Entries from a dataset
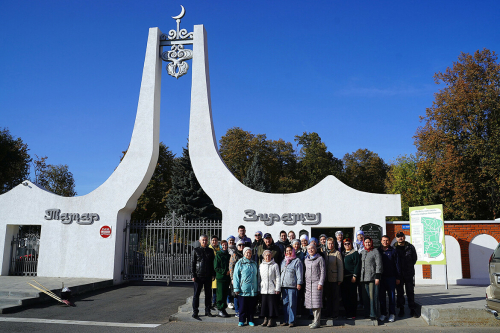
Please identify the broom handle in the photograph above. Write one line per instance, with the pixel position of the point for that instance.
(50, 291)
(45, 292)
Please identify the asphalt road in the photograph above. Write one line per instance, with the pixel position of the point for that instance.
(150, 303)
(153, 304)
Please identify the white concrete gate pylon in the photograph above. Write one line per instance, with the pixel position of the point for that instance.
(330, 203)
(70, 242)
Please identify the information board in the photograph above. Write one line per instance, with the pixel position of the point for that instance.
(427, 234)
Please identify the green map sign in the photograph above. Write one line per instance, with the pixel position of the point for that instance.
(427, 234)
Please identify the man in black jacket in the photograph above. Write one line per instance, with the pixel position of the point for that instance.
(283, 242)
(390, 276)
(202, 273)
(407, 258)
(271, 246)
(257, 242)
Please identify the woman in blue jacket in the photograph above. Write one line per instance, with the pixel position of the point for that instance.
(291, 280)
(246, 286)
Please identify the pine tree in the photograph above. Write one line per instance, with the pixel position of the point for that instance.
(186, 197)
(256, 178)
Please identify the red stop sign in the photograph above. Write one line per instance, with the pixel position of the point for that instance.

*STATED PROBLEM:*
Copy out all the entries above, replacing "photograph" with "image" and leaving everything else unchanged. Leave the pictures out of your answer.

*SOLUTION BELOW:*
Please identify the broom handle in the image above. Write one line per instance, with the pixel position of the point for that instance.
(50, 291)
(45, 292)
Please identify the asphalt road in the image above. Write one line per instance, with the pixel position of the point for that instance.
(150, 303)
(153, 304)
Please identify the white concrete gate pylon in the image above. Write one line per instance, with the pixel position of the point for that instance.
(330, 203)
(70, 242)
Please identify the information board in the image above. Write one line per instance, with the pixel position of the point for that instance.
(427, 234)
Please identify the green map sign in the image above. Write one line per instance, with the pixel position of the point for that instance.
(427, 234)
Please identify the man in black jacket in the image above. Write one line per instance, with the pixel position of the point for that instance.
(283, 242)
(390, 276)
(202, 273)
(407, 258)
(271, 246)
(257, 242)
Please identify the woman in blue jacket in the image above. Write one line per instance, with the pixel position of the point for that instance.
(291, 280)
(246, 286)
Please identify the pine tree in the image above. Write one line per instance, with the pixel position of the point for that instance.
(186, 197)
(256, 178)
Please identify the red stop sign in the image above. Write one line per instance, with the pixel position of the point for that instance.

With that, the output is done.